- Operation Punishment: Part of the Mozambican Civil War
| Date | 4-7 December, 1981 |
| Location | Southern Manica Province, Mozambique |
| Result | FRELIMO victory Capture of RENAMO's Chicarre Base; Capture of ‘Garágua Documents’; |

Belligerents
- People's Republic of Mozambique Zimbabwe: RENAMO Supported by: South Africa

Commanders and leaders
- Tome Eduardo Domingos Fondo: Afonso Dhlakama

Units involved
- Mozambican Armed Forces 2nd Brigade; Mozambique Air Force; Zimbabwe Defence Force: Female Detachment Personnel

Strength
- 1000+: 520

Casualties and losses
- Unknown: 6 killed

= Operation Punishment (1981) =

Mozambican Military Operation

In the Mozambican Civil War, Operation Punishment (Operação Punição) was a military operation by the FPLM aimed at capturing RENAMO’s Chicarre base (also known as Garágua) in southern Manica Province. The operation lasted a total of 3 days resulting in the fall of the base with the majority of rebels fleeing to other RENAMO controlled areas. Documents captured at Chicarre included meetings between RENAMO and South Africa that revealed military discussions, aid and cooperation providing concrete evidence that South Africa had been supporting RENAMO, a victory for FRELIMO.
== Prelude ==
Following the fall of RENAMO’s Sitatonga 2 base in June 1980 during Operation Leopard a rebel unit under the command of Lucas Muhlanga headed south to establish the new headquarters in Chicarre (also known as Garágua). The Chicarre base was located in a hilly and sparsely populated area in southern Manica Province which was roughly 26km from the Zimbabwe border and spanned approximately 20km in width.

Since August 1981, RENAMO was aware of the upcoming offensive on their Chicarre base due radio messages between the FPLM that were intercepted by South Africa which revealed a military build-up near the base. Following this intelligence one rebel column left Chicarre to meet up with rebels stationed at the Zinave National Park in Inhambane while another column left for Gorongosa.

> CHALLENGE A
Count the lines in the listing that contain the string "blazer", with case counting, and give only that number.
The text about Operation Punishment and the listing are unrelated to each other.

> DATA SHOWN
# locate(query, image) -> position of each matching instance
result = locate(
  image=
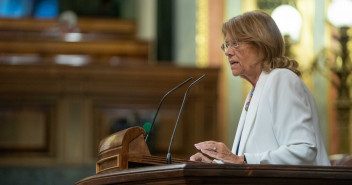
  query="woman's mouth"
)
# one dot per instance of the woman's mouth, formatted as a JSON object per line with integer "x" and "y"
{"x": 233, "y": 62}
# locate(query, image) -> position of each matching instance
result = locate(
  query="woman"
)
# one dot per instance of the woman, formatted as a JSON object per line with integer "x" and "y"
{"x": 279, "y": 122}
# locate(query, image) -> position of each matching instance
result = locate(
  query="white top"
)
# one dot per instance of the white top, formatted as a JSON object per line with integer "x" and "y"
{"x": 281, "y": 125}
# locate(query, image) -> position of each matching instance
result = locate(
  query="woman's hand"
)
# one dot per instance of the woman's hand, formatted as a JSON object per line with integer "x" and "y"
{"x": 216, "y": 150}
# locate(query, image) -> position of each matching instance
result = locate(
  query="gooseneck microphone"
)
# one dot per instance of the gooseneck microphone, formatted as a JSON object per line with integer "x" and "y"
{"x": 168, "y": 157}
{"x": 161, "y": 101}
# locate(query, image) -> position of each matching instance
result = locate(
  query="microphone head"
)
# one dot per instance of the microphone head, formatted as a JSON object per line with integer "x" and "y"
{"x": 147, "y": 126}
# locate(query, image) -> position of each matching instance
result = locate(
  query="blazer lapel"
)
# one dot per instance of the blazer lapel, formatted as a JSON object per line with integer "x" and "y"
{"x": 252, "y": 111}
{"x": 239, "y": 128}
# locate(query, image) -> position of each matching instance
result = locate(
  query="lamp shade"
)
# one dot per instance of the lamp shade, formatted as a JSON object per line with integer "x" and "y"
{"x": 289, "y": 21}
{"x": 340, "y": 13}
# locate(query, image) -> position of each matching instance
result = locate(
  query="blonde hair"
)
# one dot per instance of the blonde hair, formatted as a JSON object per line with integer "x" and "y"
{"x": 259, "y": 29}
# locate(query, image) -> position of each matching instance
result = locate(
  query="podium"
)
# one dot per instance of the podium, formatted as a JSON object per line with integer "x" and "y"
{"x": 127, "y": 149}
{"x": 124, "y": 158}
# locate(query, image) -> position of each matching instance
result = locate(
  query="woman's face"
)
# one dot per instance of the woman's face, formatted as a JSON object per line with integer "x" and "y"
{"x": 243, "y": 59}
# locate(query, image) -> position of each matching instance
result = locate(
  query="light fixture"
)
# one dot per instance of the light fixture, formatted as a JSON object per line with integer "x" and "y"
{"x": 340, "y": 13}
{"x": 289, "y": 21}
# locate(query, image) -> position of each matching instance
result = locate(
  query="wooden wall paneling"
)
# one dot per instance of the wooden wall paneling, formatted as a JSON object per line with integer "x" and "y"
{"x": 85, "y": 99}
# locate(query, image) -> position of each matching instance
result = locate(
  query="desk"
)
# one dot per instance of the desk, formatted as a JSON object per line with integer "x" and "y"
{"x": 200, "y": 173}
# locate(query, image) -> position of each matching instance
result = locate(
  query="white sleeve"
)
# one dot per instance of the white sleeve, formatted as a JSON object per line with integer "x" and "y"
{"x": 292, "y": 122}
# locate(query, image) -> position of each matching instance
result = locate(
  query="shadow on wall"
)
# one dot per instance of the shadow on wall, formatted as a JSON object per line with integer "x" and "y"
{"x": 44, "y": 175}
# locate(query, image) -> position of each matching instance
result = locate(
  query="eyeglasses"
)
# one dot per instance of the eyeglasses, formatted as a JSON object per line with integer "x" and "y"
{"x": 226, "y": 46}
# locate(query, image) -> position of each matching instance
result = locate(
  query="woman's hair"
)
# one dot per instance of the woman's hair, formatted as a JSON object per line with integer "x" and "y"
{"x": 259, "y": 29}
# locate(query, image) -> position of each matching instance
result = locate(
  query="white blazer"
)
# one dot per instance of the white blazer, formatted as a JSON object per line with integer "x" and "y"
{"x": 281, "y": 125}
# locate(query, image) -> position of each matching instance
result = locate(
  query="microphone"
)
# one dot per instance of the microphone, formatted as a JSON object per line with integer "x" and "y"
{"x": 168, "y": 156}
{"x": 161, "y": 101}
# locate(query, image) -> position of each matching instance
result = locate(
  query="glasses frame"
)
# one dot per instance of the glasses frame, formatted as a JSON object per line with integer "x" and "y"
{"x": 225, "y": 46}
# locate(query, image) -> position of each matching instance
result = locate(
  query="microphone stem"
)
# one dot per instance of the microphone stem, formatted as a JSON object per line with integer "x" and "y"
{"x": 161, "y": 101}
{"x": 178, "y": 118}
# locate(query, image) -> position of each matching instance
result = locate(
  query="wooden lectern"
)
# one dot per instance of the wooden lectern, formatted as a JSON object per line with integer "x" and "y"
{"x": 127, "y": 149}
{"x": 122, "y": 151}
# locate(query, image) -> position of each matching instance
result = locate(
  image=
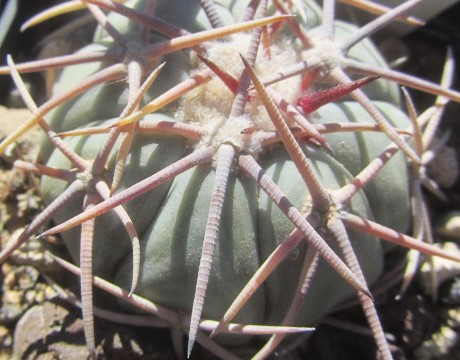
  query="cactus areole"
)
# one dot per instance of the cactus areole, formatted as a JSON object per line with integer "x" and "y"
{"x": 171, "y": 219}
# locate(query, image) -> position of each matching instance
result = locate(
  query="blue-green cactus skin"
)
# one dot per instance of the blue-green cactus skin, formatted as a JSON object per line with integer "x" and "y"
{"x": 171, "y": 219}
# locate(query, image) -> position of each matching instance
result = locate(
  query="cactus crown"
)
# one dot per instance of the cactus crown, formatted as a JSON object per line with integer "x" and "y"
{"x": 241, "y": 164}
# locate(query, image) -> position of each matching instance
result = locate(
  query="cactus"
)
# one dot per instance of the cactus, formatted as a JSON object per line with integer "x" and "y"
{"x": 241, "y": 176}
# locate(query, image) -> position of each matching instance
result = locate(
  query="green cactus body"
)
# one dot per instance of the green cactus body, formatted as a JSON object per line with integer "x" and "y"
{"x": 171, "y": 219}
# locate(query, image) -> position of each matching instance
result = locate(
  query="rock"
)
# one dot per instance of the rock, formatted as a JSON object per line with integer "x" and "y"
{"x": 49, "y": 331}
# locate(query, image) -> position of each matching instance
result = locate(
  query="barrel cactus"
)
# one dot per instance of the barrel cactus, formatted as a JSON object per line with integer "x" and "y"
{"x": 242, "y": 176}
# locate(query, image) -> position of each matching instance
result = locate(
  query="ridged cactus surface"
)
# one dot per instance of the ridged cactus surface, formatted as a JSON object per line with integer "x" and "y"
{"x": 257, "y": 158}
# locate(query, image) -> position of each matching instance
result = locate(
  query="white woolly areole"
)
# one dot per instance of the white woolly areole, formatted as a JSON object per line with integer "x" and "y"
{"x": 325, "y": 53}
{"x": 209, "y": 105}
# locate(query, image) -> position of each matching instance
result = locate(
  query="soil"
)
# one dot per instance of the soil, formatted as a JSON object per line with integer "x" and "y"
{"x": 36, "y": 323}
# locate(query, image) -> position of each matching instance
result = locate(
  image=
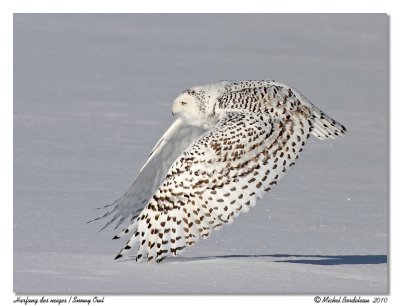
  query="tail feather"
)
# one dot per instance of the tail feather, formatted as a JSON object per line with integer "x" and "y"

> CHALLENGE B
In the text about Operation Punishment, take the part that opens with the words "Mozambican Military Operation" and closes with "victory for FRELIMO.", and write it out again with "rebels" swapped for "insurgents".

> EXERCISE RESPONSE A
4

> EXERCISE RESPONSE B
Mozambican Military Operation

In the Mozambican Civil War, Operation Punishment (Operação Punição) was a military operation by the FPLM aimed at capturing RENAMO’s Chicarre base (also known as Garágua) in southern Manica Province. The operation lasted a total of 3 days resulting in the fall of the base with the majority of insurgents fleeing to other RENAMO controlled areas. Documents captured at Chicarre included meetings between RENAMO and South Africa that revealed military discussions, aid and cooperation providing concrete evidence that South Africa had been supporting RENAMO, a victory for FRELIMO.